------ EXTRACTED ENTRIES

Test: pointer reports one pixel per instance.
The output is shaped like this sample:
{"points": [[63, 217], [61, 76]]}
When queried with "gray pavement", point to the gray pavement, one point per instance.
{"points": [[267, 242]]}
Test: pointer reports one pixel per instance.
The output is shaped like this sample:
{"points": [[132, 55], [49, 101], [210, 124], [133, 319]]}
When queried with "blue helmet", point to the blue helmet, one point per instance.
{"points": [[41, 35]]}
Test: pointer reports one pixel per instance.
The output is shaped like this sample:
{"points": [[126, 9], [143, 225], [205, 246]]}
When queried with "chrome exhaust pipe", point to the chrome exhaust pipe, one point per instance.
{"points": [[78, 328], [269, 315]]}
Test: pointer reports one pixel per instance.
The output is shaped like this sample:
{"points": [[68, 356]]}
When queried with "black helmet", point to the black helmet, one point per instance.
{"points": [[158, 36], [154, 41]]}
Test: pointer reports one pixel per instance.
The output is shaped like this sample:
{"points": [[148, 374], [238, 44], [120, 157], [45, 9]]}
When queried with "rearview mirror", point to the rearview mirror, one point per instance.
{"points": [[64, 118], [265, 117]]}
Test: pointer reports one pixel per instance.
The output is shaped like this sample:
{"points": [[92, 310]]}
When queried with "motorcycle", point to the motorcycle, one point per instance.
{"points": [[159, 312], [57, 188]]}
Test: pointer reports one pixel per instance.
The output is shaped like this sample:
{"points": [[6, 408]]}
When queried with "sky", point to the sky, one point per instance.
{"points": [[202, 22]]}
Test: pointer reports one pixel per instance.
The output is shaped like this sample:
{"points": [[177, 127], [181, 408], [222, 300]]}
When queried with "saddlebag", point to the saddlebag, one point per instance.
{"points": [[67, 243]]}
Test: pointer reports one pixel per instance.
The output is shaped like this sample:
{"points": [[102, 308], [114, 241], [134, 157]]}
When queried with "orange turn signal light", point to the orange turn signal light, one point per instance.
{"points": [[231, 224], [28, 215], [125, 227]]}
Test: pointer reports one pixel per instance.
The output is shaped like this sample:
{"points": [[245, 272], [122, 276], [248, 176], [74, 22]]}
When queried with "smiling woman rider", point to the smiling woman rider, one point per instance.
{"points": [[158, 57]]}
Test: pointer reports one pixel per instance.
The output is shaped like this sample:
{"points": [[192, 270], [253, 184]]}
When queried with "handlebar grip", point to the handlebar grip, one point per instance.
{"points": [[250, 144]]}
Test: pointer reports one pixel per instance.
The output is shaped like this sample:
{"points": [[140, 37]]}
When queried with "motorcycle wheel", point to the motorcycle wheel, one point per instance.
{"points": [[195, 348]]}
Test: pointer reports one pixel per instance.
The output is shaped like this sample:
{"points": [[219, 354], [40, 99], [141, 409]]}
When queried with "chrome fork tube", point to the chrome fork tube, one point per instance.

------------

HOW TO COMPLETE THIS TASK - Word for word, give the material above a second time.

TASK SOLUTION -
Test: pointer reports one pixel per instance.
The output is shaped like this sample:
{"points": [[63, 217], [61, 76]]}
When queried with "gray pavement", point to the gray pavement, one point per instance.
{"points": [[267, 242]]}
Test: pointer reports one pixel per instance.
The output is shaped like this sample:
{"points": [[132, 55], [49, 101], [210, 124], [133, 319]]}
When queried with "blue helmet", point to the blue helmet, one point per instance.
{"points": [[41, 35]]}
Test: pointer reports one pixel per instance.
The output is shaped like this sample:
{"points": [[126, 9], [143, 225], [205, 246]]}
When queried with "chrome exhaust pipe", point to the chrome exhaust pipe, one point per instance.
{"points": [[78, 328], [269, 315]]}
Test: pointer reports one pixel per instance.
The output is shaped like this sample:
{"points": [[68, 356]]}
When queried with "black helmet", point to the black helmet, one point per instance.
{"points": [[158, 36], [154, 41]]}
Test: pointer reports one pixel per instance.
The output is shaped like this sample:
{"points": [[148, 374], [238, 44], [120, 157], [45, 9]]}
When queried with "rearview mirror", point to the rearview mirror, one point per instance.
{"points": [[64, 118], [265, 117]]}
Test: pointer reports one pixel per instance.
The output is shaped like this sample:
{"points": [[92, 310]]}
When queried with "motorcycle", point to the motorcycle, one point per instance.
{"points": [[159, 312], [57, 188]]}
Test: pointer reports one pixel per instance.
The output is shaped like this sample:
{"points": [[6, 408]]}
When queried with "sky", point to the sky, one point per instance.
{"points": [[202, 22]]}
Test: pointer reports one pixel per instance.
The output is shaped like this sample:
{"points": [[177, 127], [181, 408], [222, 300]]}
When queried with "saddlebag", point to the saddlebag, one point per instance.
{"points": [[67, 243]]}
Test: pointer reports one pixel per instance.
The output is shaped like this sample:
{"points": [[102, 308], [114, 241], [134, 157]]}
When queried with "orange turn signal light", point to the orange turn signal light, one point per instance.
{"points": [[231, 224], [28, 215], [125, 227]]}
Test: pointer reports one pixel per instance.
The output is shaped like this sample:
{"points": [[245, 272], [122, 276], [248, 176], [74, 22]]}
When queried with "smiling woman rider", point to the smiling woman rider, one point per instance.
{"points": [[158, 57]]}
Test: pointer reports one pixel per instance.
The output is shaped like this sample:
{"points": [[192, 270], [253, 184]]}
When queried with "handlebar grip", point to the handlebar grip, one point per instance.
{"points": [[250, 144]]}
Test: pointer reports one pixel per instance.
The output is shaped like this sample:
{"points": [[140, 37]]}
When queried with "motorcycle wheel", point to the motorcycle wheel, one point per instance.
{"points": [[195, 348]]}
Test: pointer reports one pixel per instance.
The output is shaped like this sample:
{"points": [[219, 354], [40, 99], [141, 409]]}
When queried with "chrome fork tube", point to the chrome fork tube, one point per instance.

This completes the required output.